## Task instructions
List each line of the listing below that contains the string "ballot", copying every such line in full.

## Records supplied
= = =
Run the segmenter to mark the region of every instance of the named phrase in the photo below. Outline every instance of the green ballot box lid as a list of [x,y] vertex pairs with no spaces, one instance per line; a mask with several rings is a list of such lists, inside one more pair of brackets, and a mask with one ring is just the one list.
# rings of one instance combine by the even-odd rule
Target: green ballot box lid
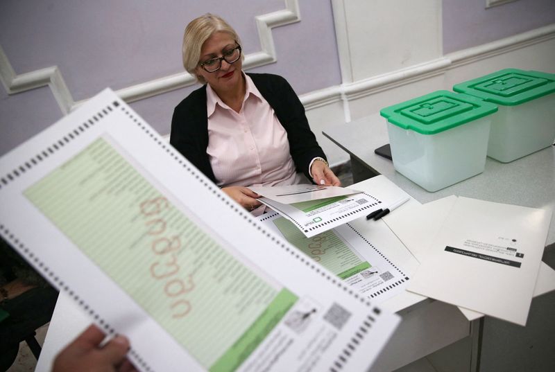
= = =
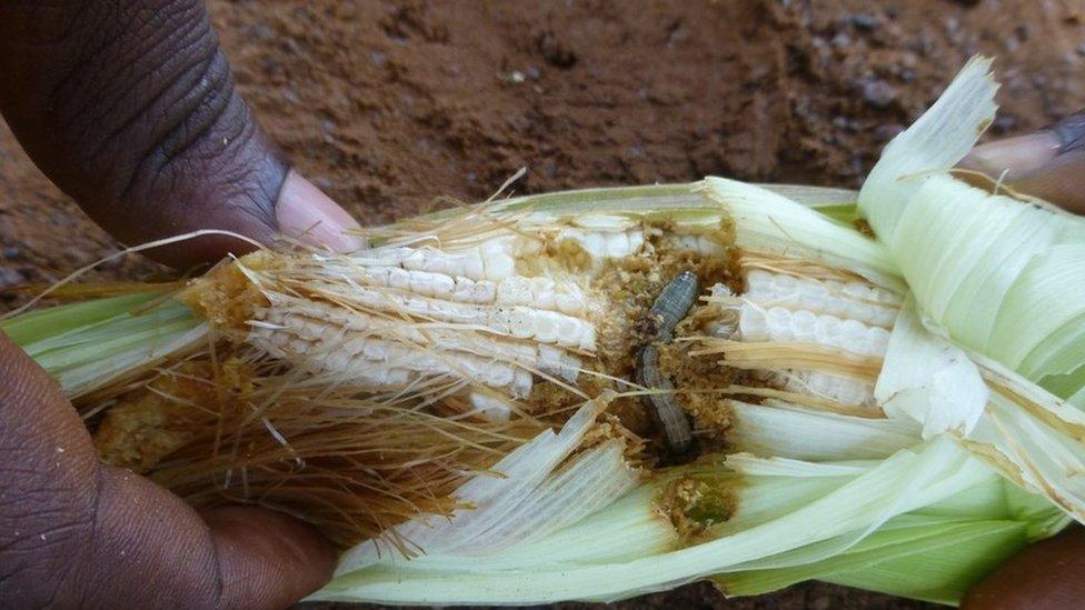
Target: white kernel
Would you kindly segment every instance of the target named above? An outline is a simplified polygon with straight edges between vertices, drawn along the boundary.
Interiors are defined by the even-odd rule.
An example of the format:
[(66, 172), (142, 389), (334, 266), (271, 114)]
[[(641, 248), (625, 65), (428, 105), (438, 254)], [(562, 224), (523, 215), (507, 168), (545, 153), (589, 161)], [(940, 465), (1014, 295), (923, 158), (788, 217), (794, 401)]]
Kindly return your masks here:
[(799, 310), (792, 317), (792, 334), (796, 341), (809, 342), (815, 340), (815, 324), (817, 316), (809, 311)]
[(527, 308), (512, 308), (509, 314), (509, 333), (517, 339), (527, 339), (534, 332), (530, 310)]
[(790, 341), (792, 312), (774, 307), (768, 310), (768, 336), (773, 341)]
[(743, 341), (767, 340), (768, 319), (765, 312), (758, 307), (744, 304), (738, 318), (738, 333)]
= = =
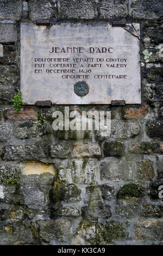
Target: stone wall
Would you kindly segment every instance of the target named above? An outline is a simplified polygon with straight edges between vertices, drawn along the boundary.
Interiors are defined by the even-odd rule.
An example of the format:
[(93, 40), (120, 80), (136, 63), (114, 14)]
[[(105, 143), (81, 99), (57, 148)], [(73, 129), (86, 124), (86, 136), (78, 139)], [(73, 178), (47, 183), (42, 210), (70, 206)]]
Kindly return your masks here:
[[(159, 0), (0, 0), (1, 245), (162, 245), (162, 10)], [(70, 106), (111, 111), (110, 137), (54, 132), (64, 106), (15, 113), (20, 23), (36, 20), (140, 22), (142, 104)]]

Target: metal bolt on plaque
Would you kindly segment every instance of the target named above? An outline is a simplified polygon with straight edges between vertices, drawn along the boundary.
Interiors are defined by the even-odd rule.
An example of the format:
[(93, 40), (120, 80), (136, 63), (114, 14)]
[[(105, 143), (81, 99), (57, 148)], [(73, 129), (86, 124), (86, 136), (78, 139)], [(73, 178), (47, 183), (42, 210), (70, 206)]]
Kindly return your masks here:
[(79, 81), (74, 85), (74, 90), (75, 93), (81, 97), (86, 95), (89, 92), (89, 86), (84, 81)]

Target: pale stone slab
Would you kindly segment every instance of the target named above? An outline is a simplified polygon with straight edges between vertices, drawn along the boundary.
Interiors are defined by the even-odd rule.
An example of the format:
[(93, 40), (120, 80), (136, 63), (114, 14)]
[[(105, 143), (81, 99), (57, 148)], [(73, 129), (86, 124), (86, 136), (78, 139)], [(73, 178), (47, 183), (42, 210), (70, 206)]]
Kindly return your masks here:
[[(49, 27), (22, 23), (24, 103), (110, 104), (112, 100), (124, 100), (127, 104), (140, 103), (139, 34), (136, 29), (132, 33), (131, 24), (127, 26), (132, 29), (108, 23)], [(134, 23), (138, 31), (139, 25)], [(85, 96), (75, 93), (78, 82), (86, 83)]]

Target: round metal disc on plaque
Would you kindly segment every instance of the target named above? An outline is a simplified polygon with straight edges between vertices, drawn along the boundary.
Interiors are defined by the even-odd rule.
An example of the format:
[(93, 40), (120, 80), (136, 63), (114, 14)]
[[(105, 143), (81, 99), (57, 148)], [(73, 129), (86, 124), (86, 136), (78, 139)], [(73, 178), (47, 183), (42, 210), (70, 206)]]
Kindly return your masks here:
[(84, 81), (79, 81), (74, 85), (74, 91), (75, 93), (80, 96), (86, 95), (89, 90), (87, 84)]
= = =
## Task answer
Run the segmenter to mark the region of every instance of the named phrase in the photo below. Outline every instance of the green ballot box lid as a list of [x,y] vertex pairs with no spaces, one instance per line; a mask with several rings is a list of such lists, inside one more pair of brackets, and a mask with one ring is just the one list.
Target: green ballot box lid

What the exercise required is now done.